Copy out the following material line by line, keeping every character unchanged.
* Start SUPPLIED RECORDS *
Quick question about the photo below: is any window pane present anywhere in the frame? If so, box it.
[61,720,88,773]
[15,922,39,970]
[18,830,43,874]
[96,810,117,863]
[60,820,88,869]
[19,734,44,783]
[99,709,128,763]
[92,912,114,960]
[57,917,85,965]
* End SUPPLIED RECORDS *
▶ _FINAL RESULT_:
Quick question about the photo below: is any window pane present anywhere in the frame? If so, box it.
[61,720,88,773]
[15,922,39,970]
[18,830,43,874]
[96,810,117,863]
[60,820,88,869]
[19,734,44,783]
[99,709,128,763]
[92,912,114,960]
[57,917,85,965]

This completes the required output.